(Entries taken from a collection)
· · · · ·
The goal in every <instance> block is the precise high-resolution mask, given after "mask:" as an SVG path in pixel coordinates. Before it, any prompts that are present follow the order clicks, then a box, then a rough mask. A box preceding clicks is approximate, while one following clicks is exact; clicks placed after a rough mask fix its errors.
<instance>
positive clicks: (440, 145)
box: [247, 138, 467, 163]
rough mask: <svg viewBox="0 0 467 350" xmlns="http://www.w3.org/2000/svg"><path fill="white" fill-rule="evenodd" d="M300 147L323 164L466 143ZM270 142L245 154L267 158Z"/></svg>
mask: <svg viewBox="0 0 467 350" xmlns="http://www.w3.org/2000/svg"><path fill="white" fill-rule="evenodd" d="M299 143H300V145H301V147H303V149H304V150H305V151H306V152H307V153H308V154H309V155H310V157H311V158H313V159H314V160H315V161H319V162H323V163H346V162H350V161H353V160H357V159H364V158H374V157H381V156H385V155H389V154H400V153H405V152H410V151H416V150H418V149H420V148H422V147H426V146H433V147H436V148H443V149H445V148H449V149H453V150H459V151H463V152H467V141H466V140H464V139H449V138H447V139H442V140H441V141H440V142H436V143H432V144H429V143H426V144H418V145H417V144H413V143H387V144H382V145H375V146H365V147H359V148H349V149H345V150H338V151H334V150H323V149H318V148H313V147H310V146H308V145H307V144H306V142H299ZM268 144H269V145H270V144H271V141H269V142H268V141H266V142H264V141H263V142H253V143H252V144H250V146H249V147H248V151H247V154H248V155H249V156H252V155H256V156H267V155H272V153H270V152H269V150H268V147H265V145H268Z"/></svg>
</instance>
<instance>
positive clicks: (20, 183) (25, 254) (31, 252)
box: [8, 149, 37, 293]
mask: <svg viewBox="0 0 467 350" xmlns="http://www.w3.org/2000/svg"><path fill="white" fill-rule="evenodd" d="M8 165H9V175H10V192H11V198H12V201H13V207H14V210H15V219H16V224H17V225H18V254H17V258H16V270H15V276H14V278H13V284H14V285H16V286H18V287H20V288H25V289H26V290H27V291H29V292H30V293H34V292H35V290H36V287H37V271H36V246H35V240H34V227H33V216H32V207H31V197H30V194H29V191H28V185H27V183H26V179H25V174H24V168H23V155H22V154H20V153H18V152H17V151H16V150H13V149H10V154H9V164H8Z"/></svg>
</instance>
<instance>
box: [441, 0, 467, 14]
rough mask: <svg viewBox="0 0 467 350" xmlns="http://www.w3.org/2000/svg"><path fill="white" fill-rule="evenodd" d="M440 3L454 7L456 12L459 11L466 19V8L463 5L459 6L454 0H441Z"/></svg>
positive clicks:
· · · · ·
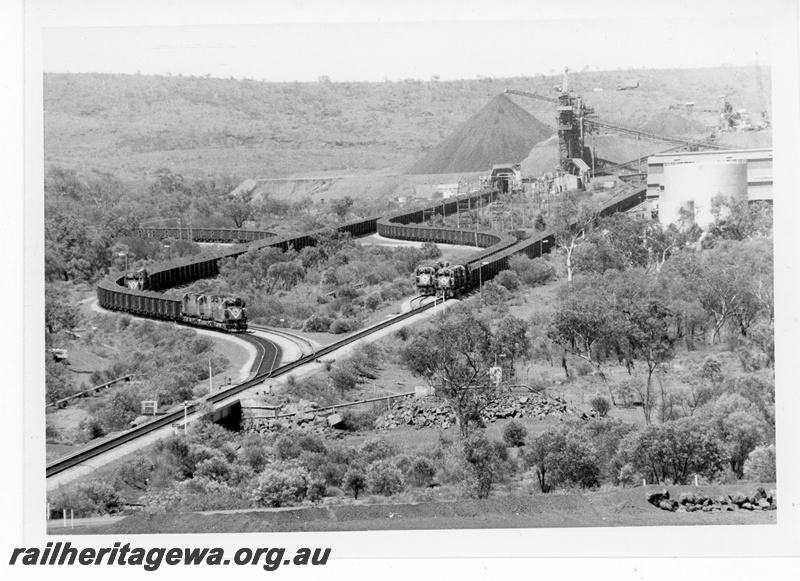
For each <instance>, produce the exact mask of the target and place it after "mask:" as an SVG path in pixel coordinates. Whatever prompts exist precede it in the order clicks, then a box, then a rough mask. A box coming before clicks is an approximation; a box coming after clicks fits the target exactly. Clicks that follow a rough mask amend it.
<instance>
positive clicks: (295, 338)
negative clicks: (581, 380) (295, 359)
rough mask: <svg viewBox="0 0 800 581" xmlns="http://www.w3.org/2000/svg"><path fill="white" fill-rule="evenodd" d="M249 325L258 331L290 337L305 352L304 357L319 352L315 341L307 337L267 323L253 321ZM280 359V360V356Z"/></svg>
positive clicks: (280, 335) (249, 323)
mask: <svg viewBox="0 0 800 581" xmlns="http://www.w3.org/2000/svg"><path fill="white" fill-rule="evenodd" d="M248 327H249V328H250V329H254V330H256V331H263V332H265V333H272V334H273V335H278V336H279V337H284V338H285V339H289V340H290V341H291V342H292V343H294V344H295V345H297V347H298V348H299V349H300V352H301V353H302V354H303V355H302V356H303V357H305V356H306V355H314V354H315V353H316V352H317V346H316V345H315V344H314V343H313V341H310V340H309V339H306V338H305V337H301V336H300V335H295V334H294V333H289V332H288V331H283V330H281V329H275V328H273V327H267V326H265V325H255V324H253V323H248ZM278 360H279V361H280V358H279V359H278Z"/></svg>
· · · · ·
§ **EXERCISE GOAL**
How many of the lines in the records include the string "coordinates"? Reply with the number alone.

§ **RESULT FOR THIS EXERCISE**
2